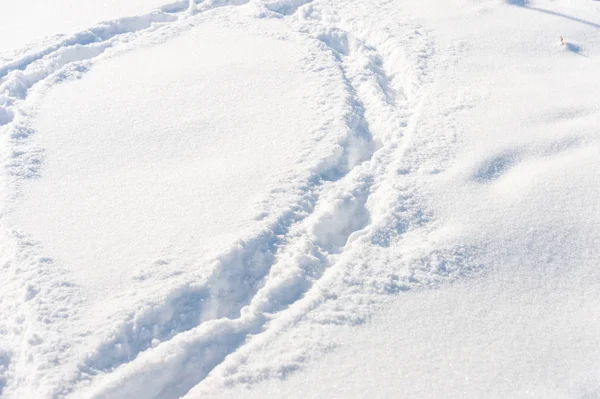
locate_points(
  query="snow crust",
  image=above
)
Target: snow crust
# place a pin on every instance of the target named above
(291, 198)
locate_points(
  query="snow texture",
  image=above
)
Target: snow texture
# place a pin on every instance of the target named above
(291, 198)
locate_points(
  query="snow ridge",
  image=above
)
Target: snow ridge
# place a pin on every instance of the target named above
(306, 267)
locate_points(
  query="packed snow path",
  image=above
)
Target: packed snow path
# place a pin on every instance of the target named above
(201, 197)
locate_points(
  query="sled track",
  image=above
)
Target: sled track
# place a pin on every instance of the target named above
(201, 324)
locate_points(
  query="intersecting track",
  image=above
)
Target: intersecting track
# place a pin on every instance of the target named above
(361, 197)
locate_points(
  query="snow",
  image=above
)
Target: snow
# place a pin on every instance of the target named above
(291, 198)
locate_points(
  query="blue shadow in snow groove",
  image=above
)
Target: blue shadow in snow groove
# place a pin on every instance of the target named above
(525, 5)
(492, 168)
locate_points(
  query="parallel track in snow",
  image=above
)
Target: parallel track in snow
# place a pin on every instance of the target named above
(364, 197)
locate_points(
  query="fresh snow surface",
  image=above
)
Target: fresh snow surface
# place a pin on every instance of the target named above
(295, 198)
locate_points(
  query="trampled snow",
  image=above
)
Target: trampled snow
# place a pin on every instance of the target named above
(292, 198)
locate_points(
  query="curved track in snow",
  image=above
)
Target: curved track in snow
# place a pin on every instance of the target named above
(329, 253)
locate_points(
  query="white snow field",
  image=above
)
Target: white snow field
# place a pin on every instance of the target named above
(295, 198)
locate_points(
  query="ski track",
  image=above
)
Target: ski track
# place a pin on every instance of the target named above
(167, 350)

━━━━━━━━

**Exercise instructions:** Print all of the entries word for word. Skip any images they contain.

**In response:**
locate_points(
  query="snow crust",
  image=above
)
Target: snow crust
# place a pin on every instance of the target named above
(291, 198)
locate_points(
  query="snow texture",
  image=above
)
Target: snow texture
# place a pin on every instance of the target named above
(291, 198)
locate_points(
  query="snow ridge",
  image=above
)
Target: snow ridge
# place a pin on every instance of the target named above
(306, 267)
locate_points(
  query="packed snow path",
  image=above
)
Target: packed snow path
# place a pin on every instance of the target named above
(201, 197)
locate_points(
  query="sled track",
  image=above
)
Target: sled track
# place a pin on every instance of the target named above
(201, 324)
locate_points(
  query="intersecting track",
  image=above
)
Target: intersecting track
# place a pin on every instance of the target named above
(361, 197)
locate_points(
  query="snow",
  image=above
)
Target: snow
# place a pin on every instance of the target named above
(291, 198)
locate_points(
  query="blue shadow in snow groove",
  image=above
)
Target: blue shadow in snow groove
# place a pin on every instance of the target named above
(525, 5)
(492, 168)
locate_points(
  query="parallel track in snow",
  image=above
)
Target: parallel track in snow
# place a pin on every instance of the target named above
(364, 197)
locate_points(
  query="fresh snow surface",
  image=above
)
Target: fresh snow surface
# place a pin on every instance of the target named above
(295, 198)
locate_points(
  query="trampled snow",
  image=above
)
Target: trampled snow
# place a pin on every instance of the target named above
(292, 198)
locate_points(
  query="curved track in snow",
  image=above
)
Target: curved track in snow
# place a pin on every instance of the target named above
(329, 253)
locate_points(
  query="white snow field",
  image=above
)
Target: white snow field
# place a pin on every instance of the target named above
(295, 198)
locate_points(
  query="ski track",
  image=above
)
Target: ski track
# place a pin on every instance of the target named above
(167, 350)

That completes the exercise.